▸ Extract provided
* * *
The project is completely open source using the MIT license, feel free to contribute by opening a issue, a pull request or a discussion topic.

In the following chapters you will find a description of the main choices, technologies and techniques adopted.

Stack

NodeJS TypeScript NestJS PostgreSQL Mikro-ORM Docker

nodejs typescript nestjs postgresql docker

Instructions

  1. Fork this repository and use it as template repository
  2. Install all dependencies
      npm install
    
  3. Start the PostgreSQL development database in a local container
      docker-compose up -d
    
  4. Provide a .env file with all required environment variables (check out .env.dist example file)
  5. Create and generate the database schema from your entities metadata:
      npm run schema:update
    
  6. Start to create your modules and entities following all the principles explained in the below chapters!

Table of Contents

Architecture

NestJS provides a modular architecture that allows the creation of loosely coupled and easily testable components.
* * *
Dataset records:
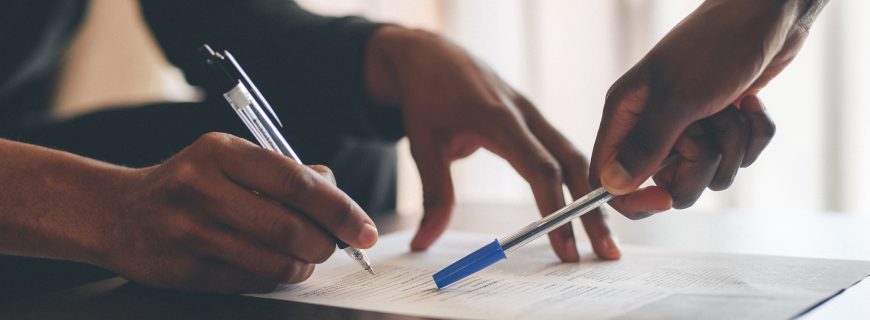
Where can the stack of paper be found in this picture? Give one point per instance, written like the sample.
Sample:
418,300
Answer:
645,284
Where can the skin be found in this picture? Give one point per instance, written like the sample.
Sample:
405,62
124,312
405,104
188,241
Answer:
454,105
695,94
191,223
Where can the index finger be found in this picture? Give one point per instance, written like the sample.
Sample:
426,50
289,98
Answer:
299,187
514,142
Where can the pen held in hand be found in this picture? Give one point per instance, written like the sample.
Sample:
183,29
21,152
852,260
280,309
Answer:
498,249
248,103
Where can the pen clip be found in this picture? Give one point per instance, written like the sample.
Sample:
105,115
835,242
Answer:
246,81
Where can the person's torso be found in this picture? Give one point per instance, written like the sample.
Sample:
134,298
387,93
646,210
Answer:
34,35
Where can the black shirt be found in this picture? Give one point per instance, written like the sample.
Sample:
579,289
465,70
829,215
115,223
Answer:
302,61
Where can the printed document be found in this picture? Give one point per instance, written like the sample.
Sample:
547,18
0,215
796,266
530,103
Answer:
647,283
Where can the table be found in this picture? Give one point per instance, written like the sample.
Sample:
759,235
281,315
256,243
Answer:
820,235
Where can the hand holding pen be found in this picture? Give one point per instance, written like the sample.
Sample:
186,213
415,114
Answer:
249,104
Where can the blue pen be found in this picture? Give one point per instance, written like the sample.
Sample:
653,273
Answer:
500,248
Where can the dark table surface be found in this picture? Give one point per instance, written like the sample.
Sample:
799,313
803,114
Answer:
822,235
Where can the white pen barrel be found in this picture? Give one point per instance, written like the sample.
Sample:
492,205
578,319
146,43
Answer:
549,223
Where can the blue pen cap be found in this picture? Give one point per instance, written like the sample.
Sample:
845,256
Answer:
474,262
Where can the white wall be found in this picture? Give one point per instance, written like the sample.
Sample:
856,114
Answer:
564,54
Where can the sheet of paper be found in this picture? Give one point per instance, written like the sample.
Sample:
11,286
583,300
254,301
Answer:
646,283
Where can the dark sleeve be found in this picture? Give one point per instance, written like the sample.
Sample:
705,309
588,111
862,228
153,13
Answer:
308,66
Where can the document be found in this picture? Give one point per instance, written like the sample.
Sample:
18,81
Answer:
647,283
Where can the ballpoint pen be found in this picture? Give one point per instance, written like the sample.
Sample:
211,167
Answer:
500,248
247,101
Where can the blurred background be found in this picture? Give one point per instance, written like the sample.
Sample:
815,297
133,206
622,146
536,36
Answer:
563,54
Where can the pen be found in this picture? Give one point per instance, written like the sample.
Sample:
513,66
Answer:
500,248
248,103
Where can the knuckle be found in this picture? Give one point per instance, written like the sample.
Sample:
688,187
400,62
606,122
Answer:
286,233
181,228
186,176
549,170
769,128
324,253
342,217
641,143
296,182
436,201
214,138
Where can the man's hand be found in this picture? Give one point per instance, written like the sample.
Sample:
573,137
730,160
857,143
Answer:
694,94
195,223
453,105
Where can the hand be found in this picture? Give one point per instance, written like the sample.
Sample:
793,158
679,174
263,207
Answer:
453,105
194,224
703,76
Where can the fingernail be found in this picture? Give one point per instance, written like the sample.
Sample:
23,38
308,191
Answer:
368,235
615,178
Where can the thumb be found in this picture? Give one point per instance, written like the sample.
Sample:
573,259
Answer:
636,134
438,197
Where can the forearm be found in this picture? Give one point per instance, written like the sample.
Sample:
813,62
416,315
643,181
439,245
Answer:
51,202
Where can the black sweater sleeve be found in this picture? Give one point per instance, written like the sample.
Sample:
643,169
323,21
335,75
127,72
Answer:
308,66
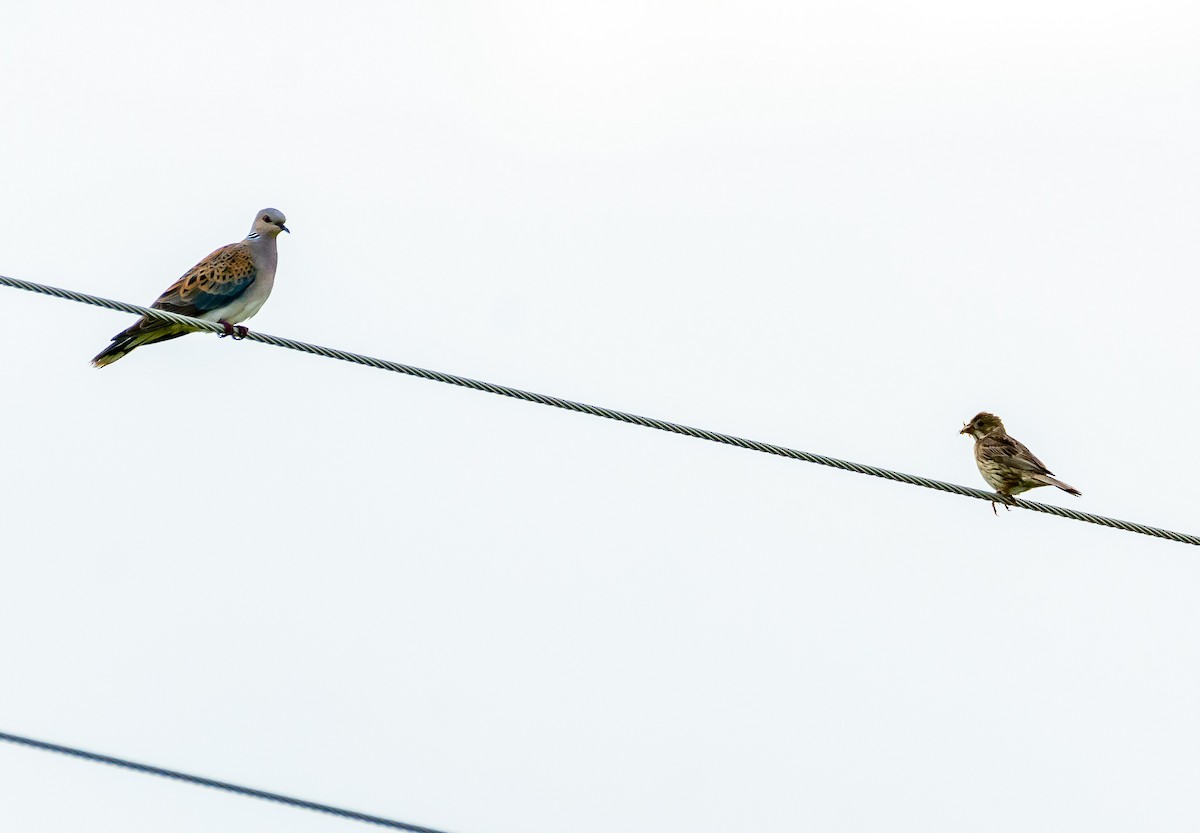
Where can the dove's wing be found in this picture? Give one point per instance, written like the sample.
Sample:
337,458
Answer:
213,283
* * *
▸ Work instructions
1. Answer these questions from the NestJS project description:
(a) Under which license is the project released?
(b) Which command starts the PostgreSQL development database in a local container?
(c) What does the modular architecture of NestJS allow?
2. Translate this sentence from the NestJS project description into Spanish: "NestJS provides a modular architecture that allows the creation of loosely coupled and easily testable components."
3. Carry on the NestJS project description from its final sentence, extending the Architecture section.

▸ Results by task
1.
(a) The MIT license.
(b) docker-compose up -d
(c) The creation of loosely coupled and easily testable components.

2. NestJS ofrece una arquitectura modular que permite la creación de componentes débilmente acoplados y fáciles de probar.

3.
Although this framework natively supports the development of microservice or event-driven architectures, they will not be considered because the purpose of this project is just to create a simple, extensible and ready-to-use application.
For this reason, we are going to implement a Modular Monolith: an architectural pattern that structures the application into independent modules or components with well-defined boundaries.

Modular Monolith Architecture
Example of a Modular Monolith Architecture.

In addition to simplicity and extensibility, a modular monolith allows us to start the development of the application as a single repository and deployment unit, with distinct and clear boundaries between business contexts. By this way, we can gradually refactor our architecture to a microservice architecture rather than implementing it from the beginning.
In NestJS, applications typically consists of multiple modules, each serving a specific purpose or feature set. A module is a class annotated with the @Module() decorator, and it encapsulates a specific domain or feature of the application. A module class define providers and inject them into other components leveraging Dependency Injection.

Domain-Driven Design

Clean Architecture

Clean Architecture
Different layers of the Clean Architecture.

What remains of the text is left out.